Here the job is to copy the data exactly and to exclude every image from it.

** Data follows **

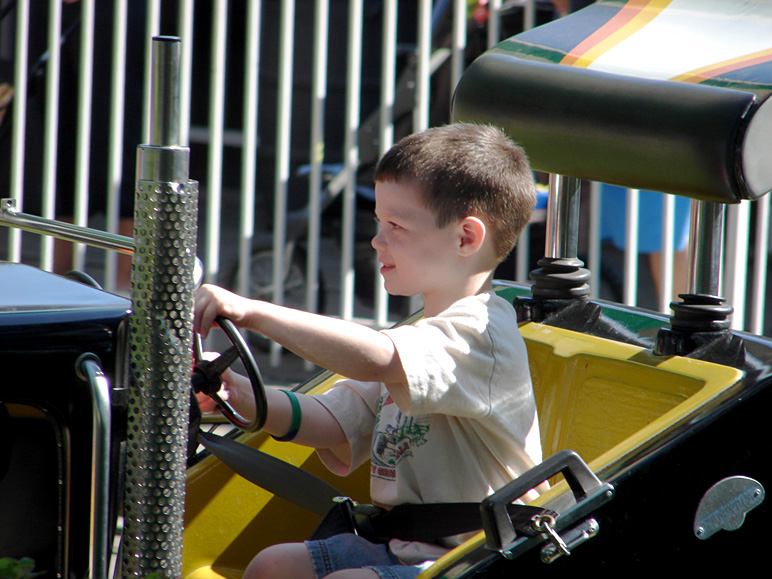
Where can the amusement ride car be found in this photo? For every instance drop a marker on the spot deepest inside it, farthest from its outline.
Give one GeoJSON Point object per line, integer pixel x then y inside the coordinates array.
{"type": "Point", "coordinates": [653, 427]}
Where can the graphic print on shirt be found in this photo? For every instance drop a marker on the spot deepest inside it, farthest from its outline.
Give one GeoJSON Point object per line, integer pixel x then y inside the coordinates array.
{"type": "Point", "coordinates": [395, 437]}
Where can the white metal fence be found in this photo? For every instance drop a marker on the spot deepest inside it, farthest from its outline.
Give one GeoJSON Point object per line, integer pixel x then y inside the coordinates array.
{"type": "Point", "coordinates": [285, 104]}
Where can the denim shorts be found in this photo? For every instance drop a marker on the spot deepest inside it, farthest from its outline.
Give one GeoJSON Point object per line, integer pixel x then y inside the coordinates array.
{"type": "Point", "coordinates": [350, 551]}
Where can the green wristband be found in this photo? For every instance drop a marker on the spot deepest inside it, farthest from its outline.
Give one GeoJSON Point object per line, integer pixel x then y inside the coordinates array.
{"type": "Point", "coordinates": [296, 417]}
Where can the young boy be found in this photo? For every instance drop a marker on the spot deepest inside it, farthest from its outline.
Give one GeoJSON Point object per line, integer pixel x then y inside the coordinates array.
{"type": "Point", "coordinates": [444, 409]}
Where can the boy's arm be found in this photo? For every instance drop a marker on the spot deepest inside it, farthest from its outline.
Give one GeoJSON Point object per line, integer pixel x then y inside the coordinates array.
{"type": "Point", "coordinates": [347, 348]}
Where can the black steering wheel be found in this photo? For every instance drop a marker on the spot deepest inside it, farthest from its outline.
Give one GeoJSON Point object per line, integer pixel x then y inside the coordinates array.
{"type": "Point", "coordinates": [207, 377]}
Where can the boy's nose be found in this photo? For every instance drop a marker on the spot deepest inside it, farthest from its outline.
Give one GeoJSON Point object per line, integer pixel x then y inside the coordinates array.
{"type": "Point", "coordinates": [377, 240]}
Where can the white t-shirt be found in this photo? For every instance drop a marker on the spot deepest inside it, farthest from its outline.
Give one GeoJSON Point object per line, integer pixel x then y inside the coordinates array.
{"type": "Point", "coordinates": [471, 426]}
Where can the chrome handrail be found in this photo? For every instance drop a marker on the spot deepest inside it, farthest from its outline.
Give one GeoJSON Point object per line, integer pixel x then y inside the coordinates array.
{"type": "Point", "coordinates": [12, 217]}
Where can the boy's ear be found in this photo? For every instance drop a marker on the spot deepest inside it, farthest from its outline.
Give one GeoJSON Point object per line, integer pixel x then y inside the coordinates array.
{"type": "Point", "coordinates": [472, 232]}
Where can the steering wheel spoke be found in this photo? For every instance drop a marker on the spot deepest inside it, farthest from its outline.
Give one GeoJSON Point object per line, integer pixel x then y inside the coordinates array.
{"type": "Point", "coordinates": [207, 377]}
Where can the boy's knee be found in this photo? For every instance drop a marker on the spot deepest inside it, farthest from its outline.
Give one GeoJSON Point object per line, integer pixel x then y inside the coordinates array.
{"type": "Point", "coordinates": [279, 561]}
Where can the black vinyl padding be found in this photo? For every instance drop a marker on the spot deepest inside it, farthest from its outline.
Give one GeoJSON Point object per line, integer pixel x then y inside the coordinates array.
{"type": "Point", "coordinates": [673, 137]}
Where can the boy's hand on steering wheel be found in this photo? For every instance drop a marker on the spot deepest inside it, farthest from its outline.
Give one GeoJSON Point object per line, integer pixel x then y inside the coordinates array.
{"type": "Point", "coordinates": [212, 301]}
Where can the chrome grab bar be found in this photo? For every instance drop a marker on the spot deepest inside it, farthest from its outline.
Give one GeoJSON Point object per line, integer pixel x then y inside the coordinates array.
{"type": "Point", "coordinates": [12, 217]}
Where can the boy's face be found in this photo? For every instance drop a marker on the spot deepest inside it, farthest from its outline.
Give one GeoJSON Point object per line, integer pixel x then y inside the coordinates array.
{"type": "Point", "coordinates": [417, 257]}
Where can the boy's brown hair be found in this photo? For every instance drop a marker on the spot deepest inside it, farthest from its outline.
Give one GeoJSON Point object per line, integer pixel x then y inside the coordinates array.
{"type": "Point", "coordinates": [467, 170]}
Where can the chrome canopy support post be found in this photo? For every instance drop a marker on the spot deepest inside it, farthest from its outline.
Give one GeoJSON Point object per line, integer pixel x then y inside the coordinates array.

** End of Data **

Solved exercise:
Where can the amusement ride car be found in this photo? For every instance drop a marker on the spot deepest inside it, farthest from its outline.
Give one GeoJSON Point object per line, integer pixel x then y inside the coordinates array.
{"type": "Point", "coordinates": [653, 427]}
Where can the graphic print on shirt be found in this photo? For every instance drop a marker on the spot deepest inside it, farthest from its outline.
Give one GeoJSON Point object per line, integer pixel x then y inside the coordinates array.
{"type": "Point", "coordinates": [395, 437]}
Where can the white metal fence be found in this photo? For every instance drop a marker on the spot deepest inside it, farthest from its outline.
Give one GeoJSON Point object per line, integer pixel x then y inside the coordinates array.
{"type": "Point", "coordinates": [285, 104]}
Where can the denim shorts be found in this photo? For every instance drop a marker on the spot deepest inside it, farthest from its outline.
Give one GeoJSON Point object per line, integer pixel x then y inside the coordinates array.
{"type": "Point", "coordinates": [350, 551]}
Where can the green wristband be found in this photo? For every instance drop a marker on the spot deepest inside it, farthest from its outline.
Give one GeoJSON Point object per line, integer pixel x then y inside the coordinates array.
{"type": "Point", "coordinates": [296, 417]}
Where can the young boy be found in this photo? For every instance drop a marker on the spot deepest inside it, farthest from its outline.
Give one GeoJSON Point object per line, integer pixel x then y inside the coordinates array.
{"type": "Point", "coordinates": [444, 409]}
Where can the boy's arm be found in this photo? For every instance drop a marker on the spot deepest inside it, farthest from its outline.
Give one GeoJSON Point object per line, integer pixel x then y inside the coordinates array.
{"type": "Point", "coordinates": [347, 348]}
Where can the black steering wheel be found in this photo? For every instance drop a marker on the spot deepest inside it, farthest from its outline.
Give one GeoJSON Point object per line, integer pixel x then y inside the coordinates array.
{"type": "Point", "coordinates": [207, 377]}
Where can the boy's nose be found in this photo? For every instance drop a marker on the spot deepest inside it, farthest from its outline.
Give one GeoJSON Point object per line, integer pixel x then y inside the coordinates array.
{"type": "Point", "coordinates": [377, 240]}
Where can the white t-shirt be found in this photo? For every instance drop a marker on the spot deepest inside it, farthest from its outline.
Give one GeoJSON Point object per line, integer pixel x then y inside the coordinates array.
{"type": "Point", "coordinates": [471, 426]}
Where can the chrome handrail be found in this photo? For every instance drop a marker on the spot deepest inside it, farthest from its outline.
Give one GeoJSON Point object per line, integer pixel x then y inside the coordinates array.
{"type": "Point", "coordinates": [12, 217]}
Where can the boy's ear be found in this photo? For every instance drop a marker on the spot deepest inside it, farthest from its outline.
Give one GeoJSON Point object per line, integer pixel x then y inside the coordinates array.
{"type": "Point", "coordinates": [472, 232]}
Where can the steering wheel spoke be found in this photo? For every instance drop a marker on the spot deepest inside it, farthest from its outline.
Give one GeoJSON Point object per line, integer pixel x then y inside the coordinates array.
{"type": "Point", "coordinates": [207, 377]}
Where can the boy's knee be found in this photo? For every instance drop a marker on the spot deepest inside it, farthest from its outline.
Give one GeoJSON Point object per line, integer pixel x then y inside the coordinates array.
{"type": "Point", "coordinates": [279, 561]}
Where can the black vinyl padding be found in this photo? For every instance drop a marker on the spot deepest inside it, farthest from its outline.
Give one GeoJSON Point object per line, integer pixel x then y inside the coordinates array.
{"type": "Point", "coordinates": [673, 137]}
Where can the boy's hand on steering wheel be found in this photo? For every instance drop a marker on the spot deepest inside it, farthest from its outline.
Give one GeoJSON Point object per line, integer pixel x then y inside the coordinates array.
{"type": "Point", "coordinates": [212, 301]}
Where can the chrome grab bar be found in this photo? For every instance drop a marker on the spot deepest inside it, farthest from its outline.
Give one GeoJSON Point object per line, integer pixel x then y inside the coordinates array.
{"type": "Point", "coordinates": [12, 217]}
Where can the boy's face be found in this photo? For every instance drop a marker on the spot deepest inside it, farthest from its outline.
Give one GeoJSON Point object per line, integer pixel x then y inside the coordinates array.
{"type": "Point", "coordinates": [417, 257]}
Where can the boy's brown hair be found in this photo? For every instance drop a marker on the spot deepest inside it, farthest from its outline.
Give one GeoJSON Point object per line, integer pixel x then y inside the coordinates array.
{"type": "Point", "coordinates": [467, 170]}
Where can the chrome canopy support post be found in this photo? For every instance drop a marker on the spot deepest inside it, farthest from its outline.
Give one GeoJSON Point object per line, integer pixel x then y inside the coordinates array.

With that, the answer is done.